本文:
————————

相手を信用させる前例なき手口 コインチェック攻撃で明らかに

NHK News Web 5月12日 19時22分

前例のないサイバー攻撃の手口が明らかになりました。ことし1月、大手交換会社から巨額の仮想通貨が流出した事件で、犯人は半年余り前からこの会社の複数の社員と偽名で交流を重ね、信用させたうえでウイルスを仕込んだメールを送りつけていたことが関係者への取材でわかりました。

ことし1月、大手交換会社「コインチェック」から「NEM」と呼ばれる仮想通貨580億円相当が流出した事件をめぐっては、ウイルスが仕込まれた英文のメールを社員が開いたことでパソコンが感染し、ここを足がかりに不正アクセスを受けたことがわかっています。

コインチェックの通信記録や社員のメールなどを分析した結果、犯人は事件の半年余り前からSNSなどを通じてシステムの管理権限を持つコインチェックの技術者を複数割り出し、それぞれに対してネットを通じて偽名で交流を重ねていたことが関係者への取材でわかりました。

この間、不審な行動は一切行わず時間をかけて信用させたうえでウイルスを仕込んだメールを送った結果、これらの技術者も疑うことなくメールを開いてしまったということです。

ウイルス感染後、海外との不審な通信が急速に増えていることから、犯人は管理権限を奪って外部からシステムの内容を調べ、インターネットにつながった状態で巨額が保管されていたNEMを盗み出したとみられています。

————————

課題 1: コインチェックの記事から、「NHK News Web」を含む箇所で始め、「盗み出したとみられています。」で終わる部分を一字も変えずに書き出してください。
課題 2: コインチェックの仮想通貨流出を伝える本文の続きを、最後の文の後から書いてください。
この後に並ぶ項目は、本文の内容とは関係ありません。

資料:
————————

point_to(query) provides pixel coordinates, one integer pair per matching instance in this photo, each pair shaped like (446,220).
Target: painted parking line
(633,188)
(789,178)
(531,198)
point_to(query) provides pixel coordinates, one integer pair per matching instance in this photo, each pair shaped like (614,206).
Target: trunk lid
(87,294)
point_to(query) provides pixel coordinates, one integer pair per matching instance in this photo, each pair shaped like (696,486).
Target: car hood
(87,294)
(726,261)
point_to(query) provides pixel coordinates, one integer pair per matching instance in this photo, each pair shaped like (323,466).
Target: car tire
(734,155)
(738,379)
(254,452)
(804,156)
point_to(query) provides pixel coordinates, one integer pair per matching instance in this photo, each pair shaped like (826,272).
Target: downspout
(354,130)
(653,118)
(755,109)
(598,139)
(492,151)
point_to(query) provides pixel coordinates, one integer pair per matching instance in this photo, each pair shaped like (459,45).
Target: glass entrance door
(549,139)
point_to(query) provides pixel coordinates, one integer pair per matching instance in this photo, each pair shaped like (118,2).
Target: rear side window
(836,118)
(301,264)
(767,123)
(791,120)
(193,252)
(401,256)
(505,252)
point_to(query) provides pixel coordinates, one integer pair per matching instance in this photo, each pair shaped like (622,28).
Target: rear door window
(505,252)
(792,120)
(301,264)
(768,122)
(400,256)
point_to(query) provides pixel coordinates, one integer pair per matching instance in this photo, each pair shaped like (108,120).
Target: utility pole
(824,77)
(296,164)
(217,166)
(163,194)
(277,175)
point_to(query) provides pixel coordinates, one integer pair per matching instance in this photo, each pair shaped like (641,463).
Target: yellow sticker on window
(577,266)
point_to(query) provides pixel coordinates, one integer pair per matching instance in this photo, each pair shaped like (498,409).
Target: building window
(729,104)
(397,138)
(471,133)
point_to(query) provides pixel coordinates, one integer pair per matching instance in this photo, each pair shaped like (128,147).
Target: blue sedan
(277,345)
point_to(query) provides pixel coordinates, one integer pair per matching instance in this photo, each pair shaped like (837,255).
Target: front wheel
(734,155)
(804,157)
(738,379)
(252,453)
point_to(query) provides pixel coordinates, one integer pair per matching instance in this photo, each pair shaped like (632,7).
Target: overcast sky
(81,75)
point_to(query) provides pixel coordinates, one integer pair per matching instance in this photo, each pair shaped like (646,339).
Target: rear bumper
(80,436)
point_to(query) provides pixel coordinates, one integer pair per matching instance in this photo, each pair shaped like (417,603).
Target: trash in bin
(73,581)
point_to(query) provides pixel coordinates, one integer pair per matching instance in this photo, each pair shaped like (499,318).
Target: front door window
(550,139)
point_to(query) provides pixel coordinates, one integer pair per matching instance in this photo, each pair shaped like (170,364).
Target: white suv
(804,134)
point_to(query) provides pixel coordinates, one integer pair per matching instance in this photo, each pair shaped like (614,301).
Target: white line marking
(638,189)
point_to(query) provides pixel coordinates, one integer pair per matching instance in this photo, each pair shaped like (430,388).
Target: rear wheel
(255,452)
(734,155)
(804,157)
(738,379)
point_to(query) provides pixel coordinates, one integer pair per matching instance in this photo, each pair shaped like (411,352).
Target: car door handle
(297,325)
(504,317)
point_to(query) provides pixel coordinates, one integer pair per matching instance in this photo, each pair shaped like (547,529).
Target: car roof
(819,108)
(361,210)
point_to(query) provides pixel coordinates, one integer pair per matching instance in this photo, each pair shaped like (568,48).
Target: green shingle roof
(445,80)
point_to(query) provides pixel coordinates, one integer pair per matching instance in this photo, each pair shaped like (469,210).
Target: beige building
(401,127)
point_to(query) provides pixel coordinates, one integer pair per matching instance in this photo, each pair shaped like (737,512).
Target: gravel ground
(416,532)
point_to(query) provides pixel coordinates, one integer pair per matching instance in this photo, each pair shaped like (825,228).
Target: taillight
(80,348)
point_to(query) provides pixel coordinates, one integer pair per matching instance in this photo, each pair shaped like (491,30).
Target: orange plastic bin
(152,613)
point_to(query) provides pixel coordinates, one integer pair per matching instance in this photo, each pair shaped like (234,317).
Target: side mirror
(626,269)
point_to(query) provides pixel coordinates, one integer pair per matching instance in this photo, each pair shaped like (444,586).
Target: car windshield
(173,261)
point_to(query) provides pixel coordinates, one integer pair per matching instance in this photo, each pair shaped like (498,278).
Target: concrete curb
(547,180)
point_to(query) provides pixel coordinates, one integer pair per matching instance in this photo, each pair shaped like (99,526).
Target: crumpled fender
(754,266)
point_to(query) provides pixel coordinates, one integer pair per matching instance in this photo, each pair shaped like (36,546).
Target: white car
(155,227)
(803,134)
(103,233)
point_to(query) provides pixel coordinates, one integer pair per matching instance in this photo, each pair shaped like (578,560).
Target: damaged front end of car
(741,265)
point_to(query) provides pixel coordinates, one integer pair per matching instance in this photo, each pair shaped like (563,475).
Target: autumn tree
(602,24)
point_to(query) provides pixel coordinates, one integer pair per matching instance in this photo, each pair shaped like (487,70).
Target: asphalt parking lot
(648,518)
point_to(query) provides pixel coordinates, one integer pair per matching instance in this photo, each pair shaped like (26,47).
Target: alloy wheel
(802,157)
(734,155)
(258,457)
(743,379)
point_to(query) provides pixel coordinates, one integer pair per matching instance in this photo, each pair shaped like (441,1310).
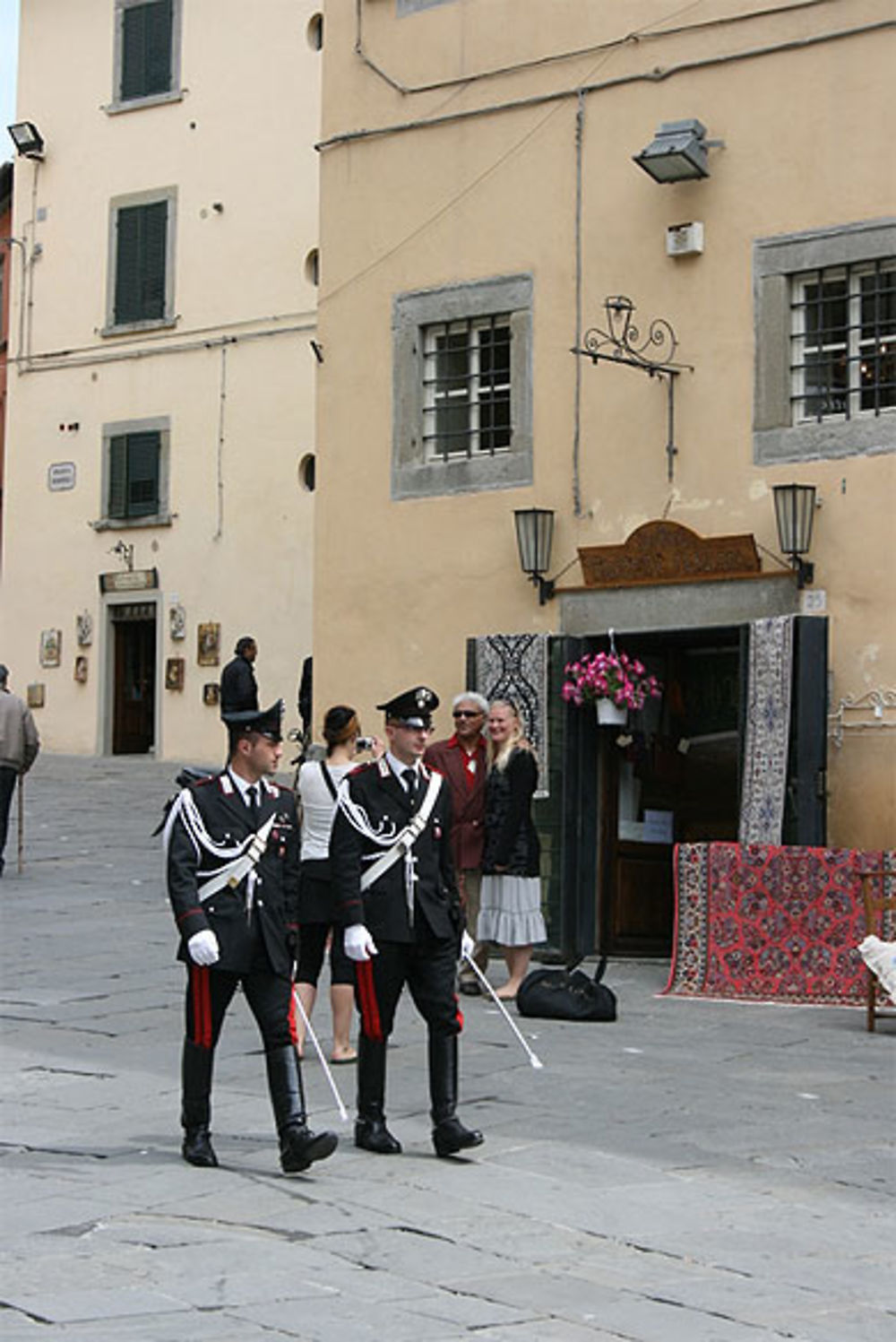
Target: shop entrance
(671,777)
(133,628)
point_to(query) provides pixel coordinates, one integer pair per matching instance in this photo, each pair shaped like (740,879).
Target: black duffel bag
(566,995)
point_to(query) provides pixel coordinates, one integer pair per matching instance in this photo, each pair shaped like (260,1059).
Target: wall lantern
(27,138)
(534,540)
(794,515)
(677,152)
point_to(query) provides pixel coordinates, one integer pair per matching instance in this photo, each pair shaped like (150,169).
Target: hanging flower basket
(609,714)
(613,680)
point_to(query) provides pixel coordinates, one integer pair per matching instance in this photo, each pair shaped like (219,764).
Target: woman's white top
(318,807)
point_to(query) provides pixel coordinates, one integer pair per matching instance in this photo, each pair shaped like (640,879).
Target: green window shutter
(146,50)
(141,250)
(118,475)
(142,474)
(133,474)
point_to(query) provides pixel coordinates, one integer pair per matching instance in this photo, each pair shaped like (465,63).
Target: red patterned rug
(771,923)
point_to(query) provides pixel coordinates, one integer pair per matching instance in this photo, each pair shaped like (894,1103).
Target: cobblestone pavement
(696,1172)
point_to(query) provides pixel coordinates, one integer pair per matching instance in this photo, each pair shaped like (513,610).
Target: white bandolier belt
(400,845)
(235,861)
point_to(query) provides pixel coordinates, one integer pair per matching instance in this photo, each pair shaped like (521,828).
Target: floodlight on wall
(677,152)
(534,540)
(27,138)
(794,515)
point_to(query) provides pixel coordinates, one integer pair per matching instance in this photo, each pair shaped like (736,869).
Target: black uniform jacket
(274,906)
(383,906)
(239,688)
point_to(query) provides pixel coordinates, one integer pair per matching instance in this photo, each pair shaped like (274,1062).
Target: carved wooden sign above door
(667,552)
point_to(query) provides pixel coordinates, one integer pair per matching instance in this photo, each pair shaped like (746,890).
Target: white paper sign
(659,826)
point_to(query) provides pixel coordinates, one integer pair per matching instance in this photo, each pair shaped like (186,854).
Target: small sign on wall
(61,475)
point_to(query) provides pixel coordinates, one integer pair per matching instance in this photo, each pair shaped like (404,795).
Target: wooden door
(134,680)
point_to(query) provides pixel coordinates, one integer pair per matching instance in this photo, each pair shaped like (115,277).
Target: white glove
(358,942)
(202,948)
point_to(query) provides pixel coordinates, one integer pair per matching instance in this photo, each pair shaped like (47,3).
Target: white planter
(609,714)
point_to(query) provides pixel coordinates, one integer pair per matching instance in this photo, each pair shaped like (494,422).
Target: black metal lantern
(534,540)
(794,515)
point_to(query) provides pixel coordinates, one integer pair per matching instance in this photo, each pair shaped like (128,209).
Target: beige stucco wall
(235,376)
(400,585)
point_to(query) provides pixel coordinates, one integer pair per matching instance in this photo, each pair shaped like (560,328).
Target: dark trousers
(7,786)
(313,941)
(211,991)
(429,969)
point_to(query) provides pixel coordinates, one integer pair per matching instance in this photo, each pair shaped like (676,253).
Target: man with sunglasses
(396,891)
(461,760)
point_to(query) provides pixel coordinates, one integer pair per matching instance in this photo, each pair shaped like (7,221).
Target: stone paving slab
(706,1172)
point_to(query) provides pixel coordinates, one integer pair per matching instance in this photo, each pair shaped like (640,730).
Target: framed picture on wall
(175,674)
(210,645)
(50,647)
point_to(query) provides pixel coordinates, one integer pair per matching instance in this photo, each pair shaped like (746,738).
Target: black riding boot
(370,1131)
(299,1147)
(196,1091)
(448,1133)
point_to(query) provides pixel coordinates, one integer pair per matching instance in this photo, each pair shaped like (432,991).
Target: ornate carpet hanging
(768,731)
(514,666)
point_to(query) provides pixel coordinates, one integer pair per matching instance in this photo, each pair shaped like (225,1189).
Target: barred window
(844,341)
(467,407)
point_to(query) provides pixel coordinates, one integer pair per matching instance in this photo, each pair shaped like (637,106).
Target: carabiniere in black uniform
(232,872)
(412,913)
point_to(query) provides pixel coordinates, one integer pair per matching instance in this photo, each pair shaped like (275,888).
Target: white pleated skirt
(510,912)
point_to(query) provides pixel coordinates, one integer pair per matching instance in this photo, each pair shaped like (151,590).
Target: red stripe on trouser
(291,1016)
(202,991)
(370,1023)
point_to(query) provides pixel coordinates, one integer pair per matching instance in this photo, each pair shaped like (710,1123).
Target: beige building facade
(159,439)
(480,204)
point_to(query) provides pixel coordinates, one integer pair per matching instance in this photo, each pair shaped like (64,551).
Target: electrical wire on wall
(221,404)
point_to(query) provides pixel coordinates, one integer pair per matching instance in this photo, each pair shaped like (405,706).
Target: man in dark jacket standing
(394,886)
(461,760)
(239,690)
(232,850)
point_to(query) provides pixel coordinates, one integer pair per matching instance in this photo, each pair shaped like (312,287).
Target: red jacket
(467,800)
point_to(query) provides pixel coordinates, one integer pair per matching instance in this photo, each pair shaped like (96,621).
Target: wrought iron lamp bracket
(653,354)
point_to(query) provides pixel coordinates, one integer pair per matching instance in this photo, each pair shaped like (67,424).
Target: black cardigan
(512,840)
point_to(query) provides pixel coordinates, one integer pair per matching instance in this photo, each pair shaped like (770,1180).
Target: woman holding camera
(317,791)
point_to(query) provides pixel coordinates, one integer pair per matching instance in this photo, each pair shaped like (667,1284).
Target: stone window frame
(407,7)
(118,203)
(175,93)
(776,264)
(159,424)
(412,474)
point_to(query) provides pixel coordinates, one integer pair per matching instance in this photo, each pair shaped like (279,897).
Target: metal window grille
(467,410)
(844,341)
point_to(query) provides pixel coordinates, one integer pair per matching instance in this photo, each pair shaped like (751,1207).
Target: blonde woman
(510,909)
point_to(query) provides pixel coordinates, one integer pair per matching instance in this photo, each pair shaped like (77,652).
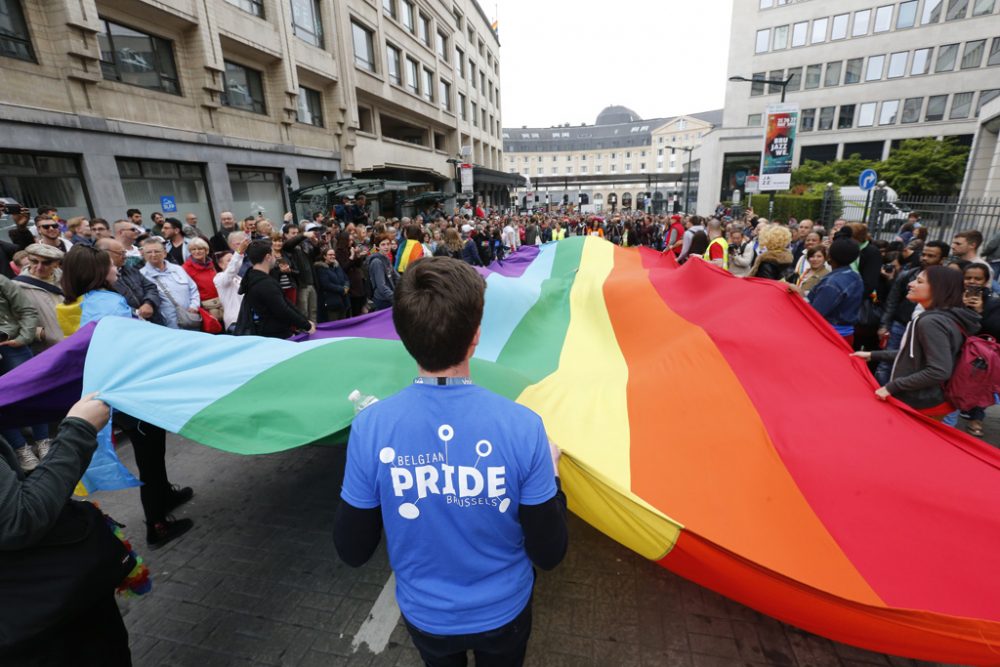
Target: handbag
(77,562)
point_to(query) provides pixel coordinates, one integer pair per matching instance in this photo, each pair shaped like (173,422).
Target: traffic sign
(868,179)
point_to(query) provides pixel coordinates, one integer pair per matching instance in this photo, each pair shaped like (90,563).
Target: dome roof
(616,115)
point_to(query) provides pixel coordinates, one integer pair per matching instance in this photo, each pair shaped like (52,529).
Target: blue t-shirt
(449,466)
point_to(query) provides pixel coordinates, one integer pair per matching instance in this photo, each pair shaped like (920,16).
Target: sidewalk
(257,582)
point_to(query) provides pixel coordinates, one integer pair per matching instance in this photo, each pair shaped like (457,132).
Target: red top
(202,277)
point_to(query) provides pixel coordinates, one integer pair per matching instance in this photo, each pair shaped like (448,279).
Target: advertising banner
(779,147)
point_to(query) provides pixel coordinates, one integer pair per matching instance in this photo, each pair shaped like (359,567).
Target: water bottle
(361,401)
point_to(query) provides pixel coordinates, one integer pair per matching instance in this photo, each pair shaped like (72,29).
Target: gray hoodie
(927,355)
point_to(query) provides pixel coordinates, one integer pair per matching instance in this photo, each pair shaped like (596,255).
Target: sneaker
(27,458)
(162,532)
(178,497)
(42,447)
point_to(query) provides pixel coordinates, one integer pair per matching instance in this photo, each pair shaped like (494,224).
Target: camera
(10,206)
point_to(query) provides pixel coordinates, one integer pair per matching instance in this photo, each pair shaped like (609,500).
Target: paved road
(257,582)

————————

解答 1:
NHK News Web 5月12日 19時22分

前例のないサイバー攻撃の手口が明らかになりました。ことし1月、大手交換会社から巨額の仮想通貨が流出した事件で、犯人は半年余り前からこの会社の複数の社員と偽名で交流を重ね、信用させたうえでウイルスを仕込んだメールを送りつけていたことが関係者への取材でわかりました。

ことし1月、大手交換会社「コインチェック」から「NEM」と呼ばれる仮想通貨580億円相当が流出した事件をめぐっては、ウイルスが仕込まれた英文のメールを社員が開いたことでパソコンが感染し、ここを足がかりに不正アクセスを受けたことがわかっています。

コインチェックの通信記録や社員のメールなどを分析した結果、犯人は事件の半年余り前からSNSなどを通じてシステムの管理権限を持つコインチェックの技術者を複数割り出し、それぞれに対してネットを通じて偽名で交流を重ねていたことが関係者への取材でわかりました。

この間、不審な行動は一切行わず時間をかけて信用させたうえでウイルスを仕込んだメールを送った結果、これらの技術者も疑うことなくメールを開いてしまったということです。

ウイルス感染後、海外との不審な通信が急速に増えていることから、犯人は管理権限を奪って外部からシステムの内容を調べ、インターネットにつながった状態で巨額が保管されていたNEMを盗み出したとみられています。

解答 2:
時間をかけて信用させ巨額の金を盗み出すというサイバー攻撃は国内では前例がないということで、専門家は「周到に行われた新たな標的型攻撃だ」と警鐘を鳴らしています。

一方、コインチェックは「サービスの再開や金融庁への登録へ向けた業務を優先しており、セキュリティー関連の取材は応じられない」としています。
専門家「国内では初めて」
人の心の隙を突いてサイバー攻撃を仕掛ける手口は「ソーシャルエンジニアリング攻撃」と呼ばれ、世界では被害が相次いでいます。

アメリカのセキュリティー会社、セキュアワークスの報告では、おととし、イラン政府の支援を受けたとみられるハッカー集団がイギリスの架空の女性写真家をかたって石油会社や通信会社などの社員とSNSで接触し、1か月以上やり取りを続けたうえでウイルス付きのファイルを開かせる攻撃を行ったとされています。

サイバー攻撃に詳しい国立情報学研究所の高倉弘喜教授によりますと、こうした手口は欧米や韓国でも確認されていますが、これまで日本では被害は確認されていませんでした。

高倉教授は、「長期間のやり取りを経て巨額の金を奪ったサイバー攻撃は国内では初めてと見られる」と指摘しています。

そのうえで、東京オリンピックなどに向けて日本がサイバー攻撃の標的となる危険が高まり、金だけでなく機密情報も狙われるおそれがあるとして、攻撃を受けることを前提に外部との通信の異変を常に監視するなどの対策が必要だとしています。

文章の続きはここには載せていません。